__Excerpt to read__

That all changed in the summer of 2007. With the launch of the first iPhone, my friends’ smart-ass rhetorical questions suddenly turned earnest: “Why wouldn’t I want to surf the Web on my phone.” Mobile data was suddenly demystified, crossing the boundary from the technical to the creative and professional classes and continued its journey until it was embraced by users of all sorts. The mobile app became king. For the first time, the phone was no longer viewed as vehicle primarily for making phone calls.
Apple, under the leadership of Steve Jobs, singlehandedly started the mobile broadband revolution.
What’s even more shocking is that Apple and Jobs succeeded where an entirely industry had failed.
People who started following the fortunes of the wireless industry since the introduction of the iPhone don’t have the perspective of history. They fail to realize that the realize that the wireless industry—made up of some of the most powerful and innovative carriers, vendors and software developers in the world—tried desperately to kick-start the mobile broadband revolution for the seven years prior to the iPhone launch and were largely unsuccessful.
Carriers had built 3G networks, but couldn’t fill them. The big Web properties like Facebook, Google and eBay had made their first forays into mobile, but they couldn’t even have imagined the huge shifts in traffic away from the PC screen to the phone screen we’re seeing today. While there was a mobile browser on practically every phone, navigating the Web via mobile was always the option of last resort—until the iPhone’s Safari browser came along. The proof is in the operator’s quarterly reports: until the iPhone was born, mobile data revenue growth was driven primarily by SMS.
I don’t want to minimize the accomplishments of the wireless industry or be accused of gross exaggeration. The truth is the wireless industry for years had been laying the infrastructure and service groundwork onto which the iPhone latched. A lot of other things were going on in 2007 that could just have easily sparked that revolution: 3G networks were being upgraded to support faster data speeds, more Web content was being optimized for the mobile browser, cellphone hardware was becoming much more sophisticated. If the iPhone never was, mobile data would have continued to grow, creeping gradually into the mainstream consciousness and bettering our daily lives. But that hardly equates a revolution. In fact, the iPhone was successful even though Jobs snubbed many of those industry advancements, most notably the initial lack of 3G connectivity. Apple kicked off a mobile broadband revolution with a device that couldn’t even access a mobile broadband network.

__Exercise A__
Please rewrite the rows starting at the line containing "Trace the outline of every instance of the tree" and ending at the end of the rows, replacing "mural" with "fresco" and changing nothing else. Leave the pictures out of your answer.

__Data entries__
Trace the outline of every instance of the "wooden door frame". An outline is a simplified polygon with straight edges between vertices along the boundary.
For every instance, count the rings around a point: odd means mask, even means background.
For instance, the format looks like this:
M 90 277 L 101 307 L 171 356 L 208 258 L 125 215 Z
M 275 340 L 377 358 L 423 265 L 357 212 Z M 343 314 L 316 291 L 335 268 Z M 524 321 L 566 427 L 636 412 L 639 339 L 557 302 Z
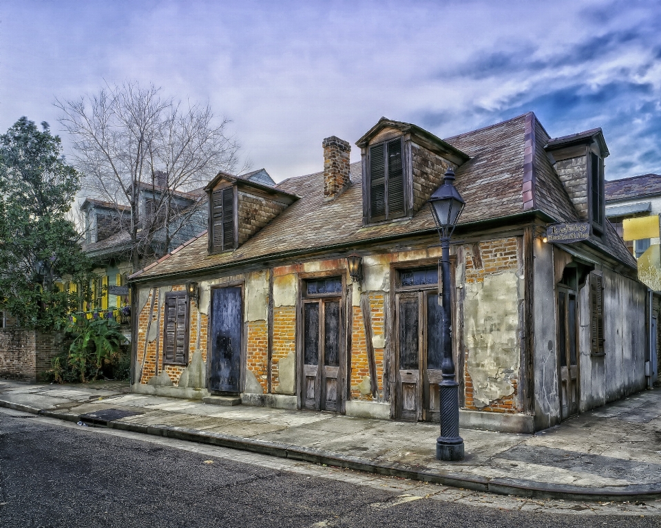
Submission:
M 569 410 L 569 406 L 567 405 L 567 416 L 564 419 L 568 419 L 571 416 L 576 416 L 577 414 L 580 414 L 580 349 L 579 348 L 579 344 L 580 342 L 580 306 L 579 304 L 578 300 L 578 284 L 577 289 L 574 290 L 569 288 L 567 286 L 561 284 L 556 284 L 555 287 L 555 299 L 554 299 L 554 303 L 555 304 L 555 311 L 556 311 L 556 343 L 560 343 L 560 310 L 558 306 L 558 293 L 563 292 L 565 295 L 565 321 L 563 324 L 565 325 L 565 361 L 567 362 L 567 383 L 569 383 L 571 379 L 571 355 L 569 352 L 569 295 L 573 295 L 575 298 L 576 302 L 576 386 L 578 390 L 578 401 L 576 402 L 576 406 L 578 408 L 576 414 L 569 414 L 571 412 Z M 556 346 L 556 359 L 557 361 L 557 376 L 558 376 L 558 401 L 559 403 L 559 414 L 560 420 L 563 421 L 563 390 L 562 390 L 562 383 L 563 383 L 563 372 L 562 366 L 560 361 L 560 347 Z M 567 395 L 569 396 L 569 387 L 567 387 Z
M 211 339 L 211 330 L 213 328 L 213 291 L 220 290 L 222 288 L 241 288 L 241 350 L 240 351 L 240 359 L 239 359 L 239 394 L 241 394 L 245 389 L 246 368 L 247 368 L 246 359 L 248 352 L 248 344 L 246 339 L 248 335 L 248 322 L 245 320 L 245 279 L 231 281 L 221 284 L 213 284 L 209 287 L 209 317 L 207 318 L 207 364 L 209 366 L 209 368 L 207 369 L 207 387 L 209 388 L 209 392 L 211 392 L 209 379 L 211 372 L 211 355 L 213 353 L 213 339 Z
M 390 264 L 390 292 L 391 295 L 390 295 L 390 321 L 387 322 L 387 324 L 390 326 L 390 335 L 393 337 L 392 346 L 390 348 L 389 352 L 390 354 L 390 418 L 397 419 L 398 416 L 401 414 L 401 380 L 399 379 L 399 326 L 398 325 L 399 322 L 399 307 L 397 302 L 397 295 L 400 293 L 417 293 L 419 292 L 423 294 L 423 300 L 422 303 L 424 305 L 423 310 L 423 316 L 424 319 L 421 321 L 422 324 L 421 328 L 426 328 L 427 320 L 427 306 L 426 303 L 424 302 L 424 293 L 426 291 L 430 290 L 436 289 L 437 291 L 439 291 L 439 288 L 441 286 L 441 269 L 440 264 L 441 257 L 430 257 L 430 258 L 424 258 L 419 259 L 418 260 L 411 260 L 406 262 L 397 262 L 395 264 Z M 452 327 L 452 355 L 454 360 L 455 366 L 455 377 L 457 379 L 457 381 L 459 383 L 459 386 L 461 387 L 463 383 L 460 380 L 460 377 L 463 377 L 463 372 L 457 370 L 457 367 L 459 366 L 459 357 L 461 353 L 459 342 L 460 339 L 457 335 L 457 328 L 459 326 L 457 323 L 459 321 L 457 319 L 458 315 L 458 311 L 457 309 L 457 297 L 455 295 L 455 280 L 454 280 L 454 272 L 457 269 L 457 258 L 456 255 L 450 255 L 450 304 L 451 304 L 451 315 L 450 315 L 450 324 Z M 437 283 L 436 288 L 434 286 L 404 286 L 401 287 L 399 284 L 399 272 L 403 270 L 408 269 L 415 269 L 416 268 L 429 268 L 433 266 L 437 266 L 439 270 L 439 282 Z M 420 313 L 419 308 L 419 315 Z M 421 348 L 423 350 L 424 353 L 424 370 L 421 372 L 421 383 L 424 383 L 426 381 L 426 378 L 427 376 L 427 347 L 426 342 L 424 340 L 424 336 L 426 335 L 423 334 L 423 344 L 421 346 Z M 462 340 L 463 341 L 463 340 Z M 423 387 L 423 396 L 424 393 L 424 388 Z M 423 414 L 423 417 L 426 416 Z
M 342 293 L 338 295 L 337 293 L 324 293 L 314 295 L 313 297 L 308 297 L 306 295 L 306 292 L 304 291 L 304 286 L 305 285 L 305 282 L 308 279 L 323 279 L 328 277 L 339 277 L 342 279 Z M 340 391 L 340 402 L 339 408 L 335 411 L 339 414 L 344 414 L 346 412 L 346 399 L 347 399 L 347 392 L 348 388 L 350 386 L 349 380 L 348 379 L 348 364 L 350 359 L 348 357 L 350 354 L 349 351 L 347 350 L 347 340 L 346 336 L 344 335 L 344 332 L 346 330 L 346 270 L 344 268 L 335 268 L 332 270 L 325 270 L 324 271 L 313 271 L 313 272 L 306 272 L 302 271 L 298 273 L 297 286 L 298 288 L 298 294 L 296 296 L 296 324 L 295 324 L 295 348 L 296 348 L 296 408 L 301 410 L 303 409 L 304 405 L 304 397 L 303 397 L 303 390 L 304 390 L 304 382 L 305 380 L 305 357 L 304 355 L 303 348 L 305 345 L 305 336 L 304 335 L 304 328 L 305 328 L 305 314 L 304 313 L 304 305 L 306 301 L 323 301 L 324 299 L 335 299 L 339 300 L 339 370 L 337 372 L 337 378 L 339 380 L 339 386 L 337 387 L 337 390 Z M 319 317 L 322 317 L 322 310 L 319 310 Z M 323 323 L 319 321 L 319 346 L 323 346 L 321 339 L 321 329 Z M 319 350 L 319 356 L 321 357 L 321 350 Z M 319 370 L 317 370 L 317 381 L 319 379 Z M 318 383 L 317 383 L 318 385 Z M 320 390 L 320 389 L 319 389 Z M 315 388 L 315 398 L 317 397 L 316 392 L 317 388 Z M 319 403 L 321 403 L 321 400 L 319 399 Z

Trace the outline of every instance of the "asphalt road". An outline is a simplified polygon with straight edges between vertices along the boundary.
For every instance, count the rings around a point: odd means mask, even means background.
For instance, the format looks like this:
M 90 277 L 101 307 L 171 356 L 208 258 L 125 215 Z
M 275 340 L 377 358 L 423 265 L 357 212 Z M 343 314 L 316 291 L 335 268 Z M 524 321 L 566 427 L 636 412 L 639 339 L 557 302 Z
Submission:
M 628 528 L 660 527 L 661 516 L 512 511 L 414 498 L 0 412 L 2 528 L 312 526 Z

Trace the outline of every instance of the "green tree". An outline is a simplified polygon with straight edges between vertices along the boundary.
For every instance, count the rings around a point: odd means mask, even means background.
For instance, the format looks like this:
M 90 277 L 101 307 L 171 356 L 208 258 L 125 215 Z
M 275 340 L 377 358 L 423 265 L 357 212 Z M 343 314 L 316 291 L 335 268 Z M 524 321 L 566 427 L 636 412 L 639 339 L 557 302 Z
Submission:
M 21 326 L 49 330 L 78 305 L 56 281 L 87 284 L 92 274 L 67 218 L 81 174 L 67 165 L 60 138 L 41 126 L 22 117 L 0 136 L 0 308 Z

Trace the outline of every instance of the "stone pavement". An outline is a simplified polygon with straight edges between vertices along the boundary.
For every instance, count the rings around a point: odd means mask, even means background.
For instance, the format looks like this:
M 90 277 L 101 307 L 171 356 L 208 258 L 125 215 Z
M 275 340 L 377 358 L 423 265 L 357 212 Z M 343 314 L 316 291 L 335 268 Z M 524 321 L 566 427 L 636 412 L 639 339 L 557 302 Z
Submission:
M 437 424 L 370 420 L 0 380 L 0 406 L 468 489 L 584 500 L 661 497 L 661 390 L 534 435 L 463 429 L 462 462 L 435 458 Z M 114 389 L 114 390 L 113 390 Z

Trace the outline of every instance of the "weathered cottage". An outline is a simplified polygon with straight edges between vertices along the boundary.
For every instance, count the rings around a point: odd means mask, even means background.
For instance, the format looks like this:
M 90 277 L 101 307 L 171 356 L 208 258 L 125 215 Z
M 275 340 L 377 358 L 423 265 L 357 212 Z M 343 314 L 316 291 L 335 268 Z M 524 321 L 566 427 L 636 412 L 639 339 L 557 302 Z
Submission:
M 277 184 L 209 184 L 207 231 L 130 277 L 134 391 L 438 420 L 426 201 L 448 167 L 466 202 L 451 248 L 461 425 L 532 432 L 644 388 L 656 311 L 605 218 L 600 129 L 551 139 L 530 113 L 441 140 L 381 118 L 357 145 L 351 164 L 328 138 L 323 171 Z M 578 222 L 584 240 L 545 241 Z

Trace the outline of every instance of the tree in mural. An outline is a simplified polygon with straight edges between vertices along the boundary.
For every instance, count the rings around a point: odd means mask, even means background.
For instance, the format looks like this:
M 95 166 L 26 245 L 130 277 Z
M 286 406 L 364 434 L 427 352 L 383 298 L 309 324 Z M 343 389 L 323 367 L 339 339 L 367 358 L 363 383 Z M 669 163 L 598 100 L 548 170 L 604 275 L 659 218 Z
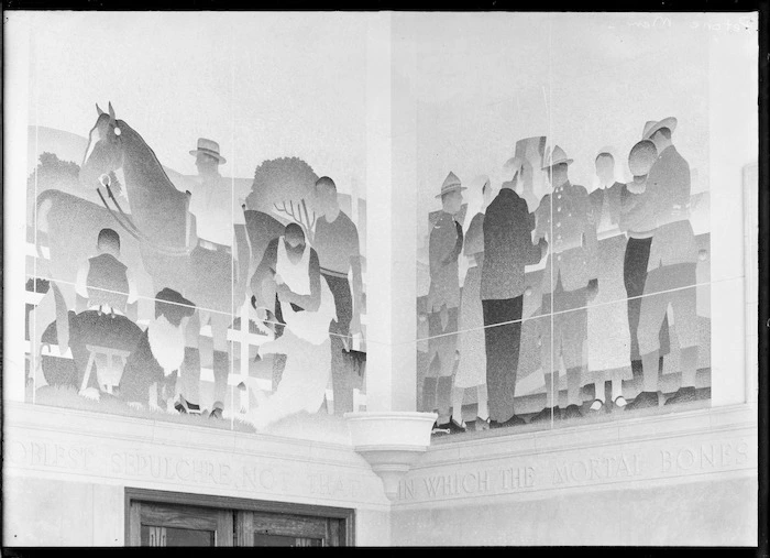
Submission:
M 312 244 L 316 212 L 312 210 L 311 194 L 317 179 L 312 167 L 299 157 L 263 161 L 254 171 L 246 208 L 272 212 L 298 223 Z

__Exercise B__
Duplicate the passage on the iPhone and mobile broadband word for word, starting at "Carriers had built" and ending at "primarily by SMS.".

__Complete response A__
Trace the outline of every instance of the tree in fresco. An outline is a simplified polygon with straight edges between vertices along the boundary.
For every instance, count the rings around a point: odd means mask, even means background.
For instance, the format looks like this:
M 95 166 L 26 245 L 130 277 Z
M 286 406 L 364 434 L 427 352 L 383 298 L 309 324 Z M 343 389 L 323 367 L 339 339 L 367 358 L 363 383 Z M 669 163 L 598 100 L 548 170 L 604 275 L 659 218 Z
Submission:
M 312 244 L 316 212 L 312 210 L 311 194 L 317 179 L 312 167 L 299 157 L 263 161 L 254 171 L 246 208 L 272 212 L 298 223 Z

__Complete response B__
Carriers had built 3G networks, but couldn’t fill them. The big Web properties like Facebook, Google and eBay had made their first forays into mobile, but they couldn’t even have imagined the huge shifts in traffic away from the PC screen to the phone screen we’re seeing today. While there was a mobile browser on practically every phone, navigating the Web via mobile was always the option of last resort—until the iPhone’s Safari browser came along. The proof is in the operator’s quarterly reports: until the iPhone was born, mobile data revenue growth was driven primarily by SMS.